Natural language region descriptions
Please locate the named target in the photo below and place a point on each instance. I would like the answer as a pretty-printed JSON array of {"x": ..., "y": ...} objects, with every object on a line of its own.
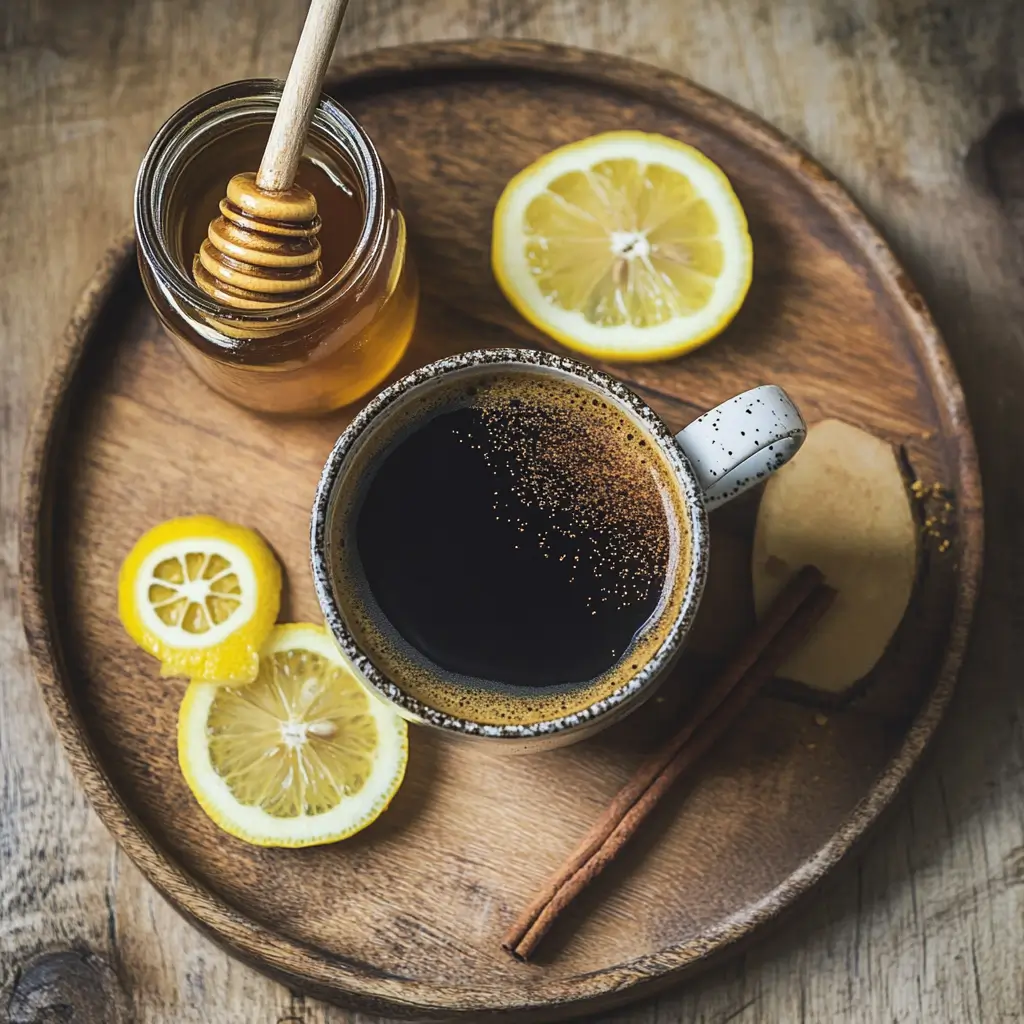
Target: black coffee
[{"x": 518, "y": 537}]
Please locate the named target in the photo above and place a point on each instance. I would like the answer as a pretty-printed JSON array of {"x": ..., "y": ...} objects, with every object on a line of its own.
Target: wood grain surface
[
  {"x": 900, "y": 100},
  {"x": 408, "y": 918}
]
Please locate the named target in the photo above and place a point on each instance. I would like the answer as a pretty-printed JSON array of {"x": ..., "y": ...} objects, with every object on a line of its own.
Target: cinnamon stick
[{"x": 796, "y": 610}]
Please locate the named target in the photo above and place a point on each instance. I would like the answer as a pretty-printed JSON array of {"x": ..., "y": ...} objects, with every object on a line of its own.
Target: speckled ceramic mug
[{"x": 718, "y": 456}]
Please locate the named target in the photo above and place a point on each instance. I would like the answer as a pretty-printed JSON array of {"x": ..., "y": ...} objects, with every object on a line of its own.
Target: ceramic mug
[{"x": 720, "y": 455}]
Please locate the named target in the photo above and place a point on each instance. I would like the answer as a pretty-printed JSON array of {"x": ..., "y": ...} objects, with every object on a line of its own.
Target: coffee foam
[{"x": 589, "y": 444}]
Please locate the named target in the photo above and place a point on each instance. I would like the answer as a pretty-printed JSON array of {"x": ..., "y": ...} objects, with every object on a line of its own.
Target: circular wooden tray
[{"x": 407, "y": 918}]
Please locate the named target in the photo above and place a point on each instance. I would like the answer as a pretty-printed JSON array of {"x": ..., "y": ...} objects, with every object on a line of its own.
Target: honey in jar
[{"x": 327, "y": 348}]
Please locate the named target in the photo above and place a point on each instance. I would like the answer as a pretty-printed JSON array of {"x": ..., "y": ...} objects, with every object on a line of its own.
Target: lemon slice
[
  {"x": 300, "y": 757},
  {"x": 202, "y": 595},
  {"x": 625, "y": 246}
]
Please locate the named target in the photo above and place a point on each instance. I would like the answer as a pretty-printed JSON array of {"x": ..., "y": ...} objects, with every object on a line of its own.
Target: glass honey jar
[{"x": 326, "y": 349}]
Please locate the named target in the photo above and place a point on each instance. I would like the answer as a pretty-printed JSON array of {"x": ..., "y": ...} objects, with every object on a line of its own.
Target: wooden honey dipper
[{"x": 262, "y": 251}]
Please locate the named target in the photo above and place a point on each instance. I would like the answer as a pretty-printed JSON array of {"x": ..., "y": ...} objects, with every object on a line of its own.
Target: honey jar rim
[{"x": 168, "y": 153}]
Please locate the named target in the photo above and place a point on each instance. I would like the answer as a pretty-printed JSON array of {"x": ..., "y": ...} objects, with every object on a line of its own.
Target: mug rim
[{"x": 640, "y": 682}]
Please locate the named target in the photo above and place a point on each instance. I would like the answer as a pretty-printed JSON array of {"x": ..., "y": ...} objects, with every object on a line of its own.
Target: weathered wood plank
[{"x": 927, "y": 925}]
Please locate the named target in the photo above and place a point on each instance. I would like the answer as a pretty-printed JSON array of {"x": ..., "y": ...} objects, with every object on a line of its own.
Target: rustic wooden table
[{"x": 915, "y": 104}]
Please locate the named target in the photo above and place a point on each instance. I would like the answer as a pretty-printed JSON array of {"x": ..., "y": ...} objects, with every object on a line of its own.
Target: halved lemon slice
[
  {"x": 202, "y": 595},
  {"x": 300, "y": 757},
  {"x": 626, "y": 246}
]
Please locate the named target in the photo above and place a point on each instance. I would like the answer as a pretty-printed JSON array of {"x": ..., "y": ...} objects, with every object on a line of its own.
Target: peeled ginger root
[{"x": 841, "y": 505}]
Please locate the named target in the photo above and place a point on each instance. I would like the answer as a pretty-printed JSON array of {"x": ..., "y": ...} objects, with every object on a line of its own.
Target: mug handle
[{"x": 737, "y": 444}]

**Problem to work on:**
Produce the entries again, word for word, without any of their pictures.

**Answer to the exercise:**
Please locate the named target in the photo below and place a point on each instance. I would like the answer as a pretty-printed JSON array of {"x": ..., "y": ...} objects, with every object on a line of its own.
Target: black coffee
[{"x": 518, "y": 537}]
Please locate the named target in the photo above and place a point on each instance. I would like the answer as a pretty-printed JSON array of {"x": ..., "y": ...} objects, with every object on a line of its own.
Target: wood grain surface
[
  {"x": 900, "y": 100},
  {"x": 408, "y": 918}
]
Please locate the named target in the photo above and place a point on each instance. I would like the answer as a pretty-printed JSON array of {"x": ..., "y": ...} objects, with every object on a line of its own.
Target: cinnamon stick
[{"x": 796, "y": 610}]
Please locate the named target in the photo above and place a point on each instance. I would like the answer as a pretty-printed JSON array of {"x": ..., "y": ...} objects, with every object on a line of its own.
Target: speckled ceramic mug
[{"x": 718, "y": 456}]
Please locate the named target in the photo above and place a point on each instance. I would like the answer as a pretty-printed JSON array of {"x": ..., "y": ...} objects, with every object on a line of its own.
Target: ceramic mug
[{"x": 720, "y": 455}]
Please locate the named target in the photo above and place a point on each instance. I would like the answer as a pretty-printed JSON array of {"x": ..., "y": ...} objects, with every object on a line of its own.
Target: coffee foam
[{"x": 589, "y": 444}]
Please locate the named target in the photo above and place a point on each instance. I would like the answer as a pretty-printed JSON array of {"x": ..., "y": ...} objects, with every object on a line of its own.
Target: circular wooden tray
[{"x": 407, "y": 918}]
Please locate the named target in the photo above and place a point on each instance. I would like the answer as a pretty-printed JSON array of {"x": ..., "y": ...} objects, with every object on a line of its own.
Target: honey in jar
[{"x": 327, "y": 348}]
Please locate the named target in the photo above and place a point on each instance. I would like the answer as a pretty-printed JSON array of {"x": ..., "y": ...} objects, with every object on a line of its own.
Target: lemon slice
[
  {"x": 300, "y": 757},
  {"x": 202, "y": 595},
  {"x": 625, "y": 246}
]
Please locate the named target in the photo above and place a point on each instance. I would like the answer as a pretty-printed JSON array of {"x": ..., "y": ...} objects, with every object on a line of its own.
Target: glass honey jar
[{"x": 326, "y": 349}]
Please locate the named target in the photo above and place a point on each instance. I would like the answer as a pretty-printed JSON array of {"x": ..., "y": ...} objects, with every object on a line of its own.
Target: wooden honey dipper
[{"x": 262, "y": 251}]
Please locate the named target in the photo above and place a point on each instance. I would like the answer as a pretty-printed JSON array of {"x": ..., "y": ...} objects, with every object on a line of its own.
Target: honey jar rim
[{"x": 168, "y": 153}]
Please locate the named target in the photo above and place a point on each instance. I would like the answer as a pretty-printed JSON array of {"x": ..., "y": ...} objects, with every object on a line of its own.
Target: mug rim
[{"x": 640, "y": 682}]
Please locate the named target in the photo above and place a point on each instance. I would like the answer as a pretty-printed JSON array of {"x": ..., "y": ...} objects, with every object on a line of its own.
Target: weathered wood plank
[{"x": 927, "y": 925}]
Please locate the named target in the photo above and place a point on each instance. I would like the answer as a pretty-printed JSON array of {"x": ..., "y": ...} objects, with every object on a line of its own.
Target: rustic wooden table
[{"x": 915, "y": 104}]
Please locate the named target in the photo above and place a point on each instance. I would like the answer as a pretty-printed JSON array of {"x": ..., "y": ...} objects, with every object on a line of its own.
Target: halved lemon slice
[
  {"x": 202, "y": 595},
  {"x": 300, "y": 757},
  {"x": 626, "y": 246}
]
Please locate the named target in the photo above and place a point on each instance. I would like the answer as a pretty-printed JSON array of {"x": ..., "y": ...} objects, with every object on a line of its own.
Target: peeled ginger root
[{"x": 841, "y": 505}]
Please locate the named target in the photo above and place a point on each instance. I would like the answer as a pretty-printed JSON array of {"x": ..., "y": ...} objects, with every object on a line of its own.
Target: mug handle
[{"x": 737, "y": 444}]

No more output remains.